Contact: IR Group

Global Management Promotion Dept.

2-47, Shikitsuhigashi 1-chome,

Naniwa-ku, Osaka 556-8601, Japan

Phone: +81-6-6648-2645

FOR IMMEDIATE RELEASE

Notice of the issuance of new shares under the restricted stock compensation plan

March 24, 2017

Kubota Corporation (hereinafter, "the Company") has resolved at the Meeting of the Board of Directors held on March 24, 2017 to issue new shares (hereinafter, "New Share Issuance") as follows.

  1. Outline of the New Share Issuance

    (1) Payment date

    April 21, 2017

    (2) Type and number of shares to be issued

    35,036 shares of common stock of the Company

    (3) Payment price

    ¥1,718.50 per share

    (4) Total value of the issuance

    ¥60,209,366

    (5) Method of offering or allocation

    Allocation of restricted stocks

    (6) Method of contribution

    In-kind contribution of monetary compensation claims

    (7) Recipients and number thereof;

    number of shares to be allocated

    6 Directors of the Company (excluding Outside Directors)

    : 35,036 shares

    (8) Others

    The Company has filed a written notice of securities regarding the

    New Share Issuance pursuant to the Financial Instruments and Exchange Act.

=====

What you will do:
**1.** What is the payment price per share for the new shares in the notice?
**2.** List every row below that contains the string "gray", treating uppercase and lowercase as different.

[Position identification records]
=====

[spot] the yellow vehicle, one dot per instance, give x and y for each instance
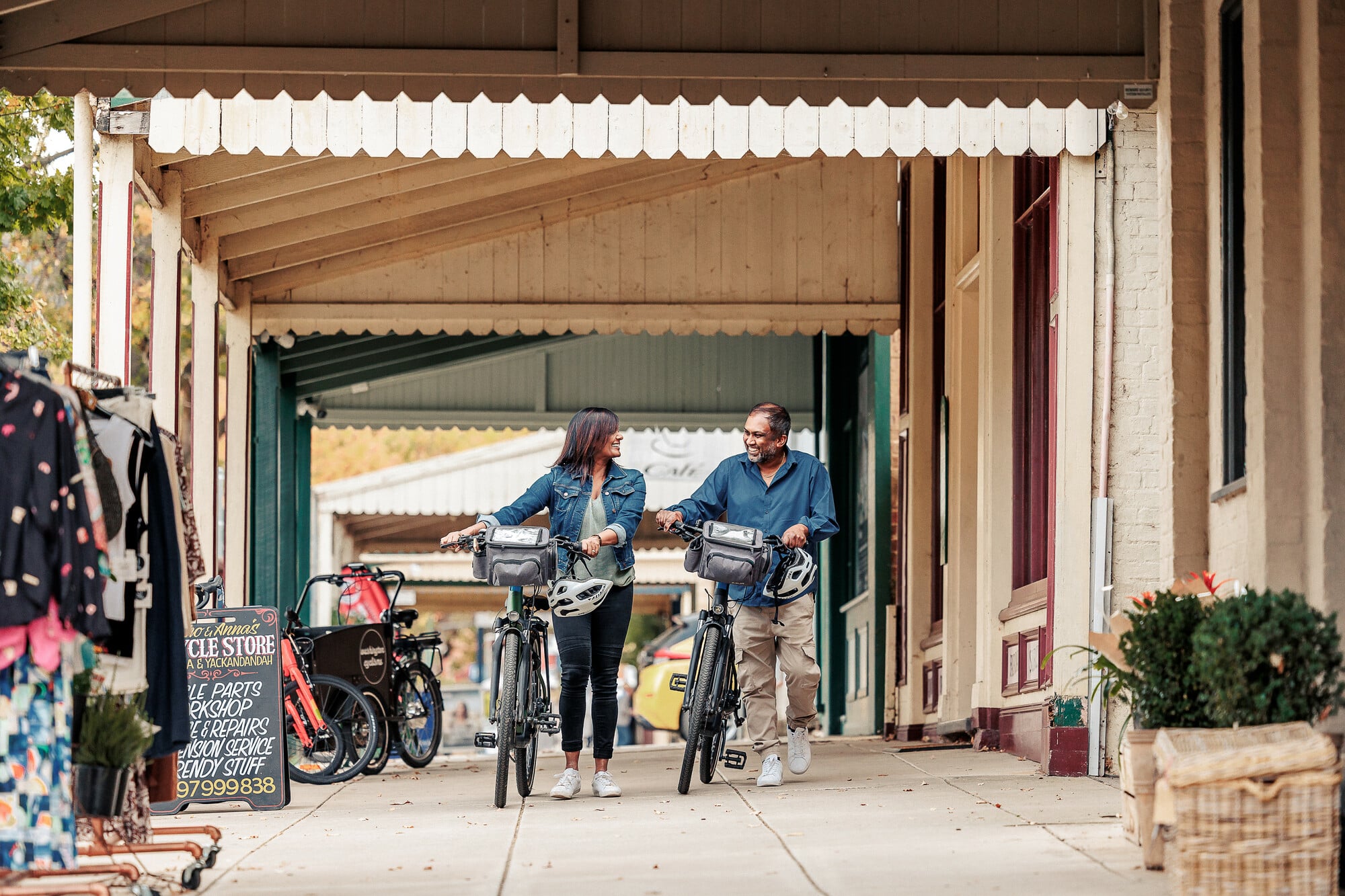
(654, 704)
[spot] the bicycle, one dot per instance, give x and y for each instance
(521, 686)
(326, 717)
(711, 684)
(332, 727)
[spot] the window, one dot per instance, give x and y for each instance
(1035, 213)
(939, 421)
(1235, 217)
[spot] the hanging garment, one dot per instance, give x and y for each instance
(37, 809)
(166, 698)
(46, 541)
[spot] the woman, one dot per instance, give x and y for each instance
(598, 503)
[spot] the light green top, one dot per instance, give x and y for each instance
(603, 565)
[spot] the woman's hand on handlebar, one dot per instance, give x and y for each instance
(461, 540)
(665, 518)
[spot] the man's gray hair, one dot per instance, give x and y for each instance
(775, 415)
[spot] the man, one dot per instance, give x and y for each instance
(787, 494)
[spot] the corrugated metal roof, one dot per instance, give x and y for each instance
(695, 382)
(485, 479)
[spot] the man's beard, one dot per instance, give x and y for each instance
(766, 455)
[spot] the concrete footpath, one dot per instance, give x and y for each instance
(866, 819)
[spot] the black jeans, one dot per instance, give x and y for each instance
(591, 650)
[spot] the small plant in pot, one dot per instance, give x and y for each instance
(114, 735)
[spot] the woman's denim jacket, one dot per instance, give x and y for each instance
(567, 495)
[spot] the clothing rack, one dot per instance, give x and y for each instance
(88, 380)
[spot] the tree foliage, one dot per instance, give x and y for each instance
(36, 209)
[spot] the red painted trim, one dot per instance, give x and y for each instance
(131, 243)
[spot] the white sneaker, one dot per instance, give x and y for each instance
(773, 774)
(568, 784)
(605, 786)
(801, 754)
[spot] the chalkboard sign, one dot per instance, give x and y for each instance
(237, 749)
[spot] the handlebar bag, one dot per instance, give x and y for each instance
(516, 557)
(728, 555)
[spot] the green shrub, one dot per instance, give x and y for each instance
(1269, 657)
(1161, 686)
(115, 731)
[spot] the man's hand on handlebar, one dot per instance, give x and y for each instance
(666, 518)
(796, 536)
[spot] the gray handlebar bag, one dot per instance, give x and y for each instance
(516, 557)
(728, 555)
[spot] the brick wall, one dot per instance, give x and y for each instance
(1141, 365)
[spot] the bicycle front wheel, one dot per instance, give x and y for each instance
(506, 715)
(350, 739)
(420, 715)
(700, 706)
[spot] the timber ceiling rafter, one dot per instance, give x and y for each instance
(276, 259)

=====

Answers to the tasks:
**1.** ¥1,718.50 per share

**2.**
[spot] the man's gray hair, one dot per instance, give x and y for each instance
[spot] the gray handlebar bag, one dot per instance, give x and y for each instance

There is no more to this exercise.